ASSIGNMENT: In the pressure ulcer study text, what is the mean prevalence of pressure ulcers in public hospitals in Sidama Zone?
┌─ TEXT PASSAGE
Diabetes Patient who were not adhere with Ant diabetic drugs two times more likely develop pressure ulcer than those with Ant diabetics drugs, which were significantly associated (P=0.044) with the Pressure ulcer. But Similar study longstay institutions for the elderly in Sao Paulo, Brazil the result depicted that there was no significant correlation between use or nonuse of medications and the development of pressure ulcers. [27] The Possible reason might be Lack of information about the disease process, knowledge Gaps on diabetic medication Effect, Disease condition.

Patient who were not taken antimicrobial medication one times less likely develop pressure ulcer than those patients who were adhere with antimicrobial medication, which were significantly associated(P=0.043) with the Pressure ulcer. Similar study in Sao Paulo, Brazil there was no significant correlation between use or nonuse of medications and the development of pressure ulcers.[27] Reason might be antimicrobial medication were minimize burden of commensal microorganism, which were important for production Vitamins, and Maintain skin Integrity.

In this study Patients with body Mass Index < 18.5kg/m2 six times more likely Develop pressure ulcer than Patient BMI 25- 29.99kg/m2; which were significantly associated (P=0.023). Similar study which were conducted in USA (P<0.0001); but result of hospital in São Paulo, Brazil was not significantly associated with Pressure Ulcer (P>0.05) [30,31]. The reason might be Patients who had BMI < 18.5kg/m2 had Exposed bony prominent which increased risk for pressure Ulcer.

Conclusion and Recommendation

This study found that the mean prevalence of pressure ulcers in Public hospitals in Sidama Zone is 15.7%; from which Medical Device related pressure ulcer which accounts 1.7%. Based on EPUAP grading scale; 5.9%, 7.3 %, 1.1%, and 1.4% patients developed stage I, stage II, stage III, and stage IV pressure ulcer, respectively. Position change: BMI, Activity, mobility, moisture, Antimicrobial, and ant diabetic were significantly associated with the development of pressure ulcer.
└─
┌─ EXTRACTED INFORMATION
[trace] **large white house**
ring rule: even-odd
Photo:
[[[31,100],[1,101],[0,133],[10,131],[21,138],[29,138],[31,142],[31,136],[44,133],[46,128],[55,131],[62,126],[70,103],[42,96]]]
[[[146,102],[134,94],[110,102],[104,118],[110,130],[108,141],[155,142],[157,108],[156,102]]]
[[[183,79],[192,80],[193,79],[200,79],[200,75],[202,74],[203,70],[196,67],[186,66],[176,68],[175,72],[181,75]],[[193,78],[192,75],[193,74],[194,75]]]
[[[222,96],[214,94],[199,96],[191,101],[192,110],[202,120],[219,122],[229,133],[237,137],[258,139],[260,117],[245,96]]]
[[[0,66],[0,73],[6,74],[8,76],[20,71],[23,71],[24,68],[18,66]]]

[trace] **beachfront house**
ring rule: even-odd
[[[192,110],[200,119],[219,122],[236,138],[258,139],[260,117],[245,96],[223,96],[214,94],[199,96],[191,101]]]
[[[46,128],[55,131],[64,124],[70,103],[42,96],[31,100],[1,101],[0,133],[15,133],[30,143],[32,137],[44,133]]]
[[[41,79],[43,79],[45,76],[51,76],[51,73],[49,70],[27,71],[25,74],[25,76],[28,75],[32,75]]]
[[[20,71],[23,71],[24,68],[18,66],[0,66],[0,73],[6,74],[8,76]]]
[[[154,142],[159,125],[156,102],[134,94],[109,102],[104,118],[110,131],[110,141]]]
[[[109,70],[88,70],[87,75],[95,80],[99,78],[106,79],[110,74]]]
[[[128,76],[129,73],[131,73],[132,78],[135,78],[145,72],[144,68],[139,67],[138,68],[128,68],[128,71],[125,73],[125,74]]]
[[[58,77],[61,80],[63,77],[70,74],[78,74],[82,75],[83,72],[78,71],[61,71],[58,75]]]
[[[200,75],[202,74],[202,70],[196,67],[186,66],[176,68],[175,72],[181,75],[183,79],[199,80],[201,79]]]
└─
┌─ EXTRACTED INFORMATION
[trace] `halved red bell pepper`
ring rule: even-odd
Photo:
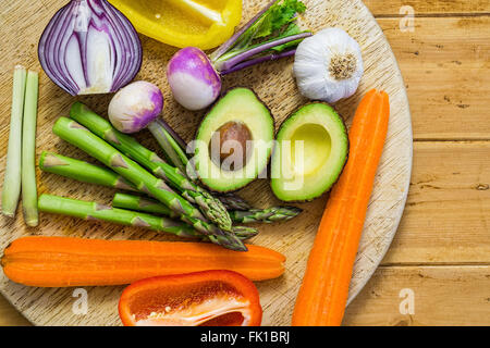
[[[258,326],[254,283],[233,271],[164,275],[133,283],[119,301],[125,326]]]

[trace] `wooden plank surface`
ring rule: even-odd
└─
┌─ EXTRACTED INFORMATION
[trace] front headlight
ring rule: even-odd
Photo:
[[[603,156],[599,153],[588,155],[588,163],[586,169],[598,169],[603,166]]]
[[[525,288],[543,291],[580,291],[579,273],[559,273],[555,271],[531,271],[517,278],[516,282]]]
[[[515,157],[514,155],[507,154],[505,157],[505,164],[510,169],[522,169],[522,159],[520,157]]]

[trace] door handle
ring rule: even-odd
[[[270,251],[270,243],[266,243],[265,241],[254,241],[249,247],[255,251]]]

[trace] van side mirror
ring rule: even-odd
└─
RESULT: 15.7%